SOURCE EXTRACT ::
Gas Privacy in Secret Contracts

After discussing transactional privacy with @cryptobrypto on Discord, I began to think more about the role of gas in Secret contracts.

I believe the gas fees may reveal a lot about which secret computations occur and may potentially be able to be used as a sidechannel privacy leak of sorts.

For example, take a secret game contract that has a 4 digit pin state internally that we need to guess to win. If a digit was incorrect, contract execution would cease and return a “game over” to the caller. Otherwise execution would continue onto the next digit, until all four were correct and the user won.

By monitoring gas usage, one could deduce each digit of the pin one at a time, by observing when gas spent increased significantly (execution continued to next digit). Is this prevented in any way in Secret?

This is similar to a sidechannel timing attack that is commonly used when one has access to hardware. Even with highly accurate measurements, it usually takes many runs to extract information from such a channel. With contracts, we don’t need to have high accuracy or do many runs - the cycles are reported directly from the gas costs signaled from the enclave (?). Being virtual there’s also no noise or experimental errors to contend with.

TASK SET ::
(a) In the gas privacy post, how many digits does the secret game contract's pin have?
(b) Please list every way the gas privacy post says attacking a contract through gas is easier than a sidechannel timing attack on hardware.

DATA SHOWN ::

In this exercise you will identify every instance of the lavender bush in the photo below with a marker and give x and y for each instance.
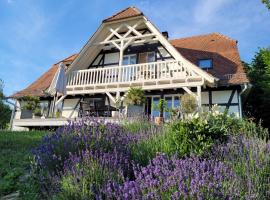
(189, 178)
(250, 159)
(92, 160)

OUTPUTS IN ORDER ::
(a) Four digits.

(b)
- High accuracy is not needed.
- Many runs are not needed.
- The cycles are reported directly from the gas costs signaled from the enclave.
- There is no noise or experimental error to contend with.